Excerpt to read -
>> BEGIN

The accompanying condensed consolidated financial statements include the accounts of Gaiam and its subsidiaries in which Gaiam’s ownership is greater than 50% and the subsidiary is considered to be under Gaiam’s control.  All material intercompany accounts and transaction balances have been eliminated in consolidation.

 

Preparation of Interim Condensed Consolidated Financial Statements

 

The interim condensed consolidated financial statements included herein have been prepared by the management of Gaiam pursuant to the rules and regulations of the United States Securities and Exchange Commission, and, in the opinion of management, contain all adjustments (consisting of only normal recurring adjustments) necessary to present fairly Gaiam’s consolidated financial position as of June 30, 2005, the interim results of operations for the three and six months ended June 30, 2005 and 2004, and cash flows for the six months ended June 30, 2005 and 2004.  These interim statements have not been audited.  The balance sheet as of December 31, 2004 was derived from Gaiam’s audited consolidated financial statements included in Gaiam’s annual report on Form 10-K.

>> END

Goals -
1) Return the passage of the Gaiam financial statement excerpt from "The interim condensed" to "on Form 10-K.".
2) In the Gaiam financial statement excerpt, what was the balance sheet as of December 31, 2004 derived from?

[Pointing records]
>> BEGIN

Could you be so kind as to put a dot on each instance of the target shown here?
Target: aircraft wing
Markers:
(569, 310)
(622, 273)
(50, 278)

>> END

Problem solutions -
1)
The interim condensed consolidated financial statements included herein have been prepared by the management of Gaiam pursuant to the rules and regulations of the United States Securities and Exchange Commission, and, in the opinion of management, contain all adjustments (consisting of only normal recurring adjustments) necessary to present fairly Gaiam’s consolidated financial position as of June 30, 2005, the interim results of operations for the three and six months ended June 30, 2005 and 2004, and cash flows for the six months ended June 30, 2005 and 2004.  These interim statements have not been audited.  The balance sheet as of December 31, 2004 was derived from Gaiam’s audited consolidated financial statements included in Gaiam’s annual report on Form 10-K.

2) It was derived from Gaiam's audited consolidated financial statements included in Gaiam's annual report on Form 10-K.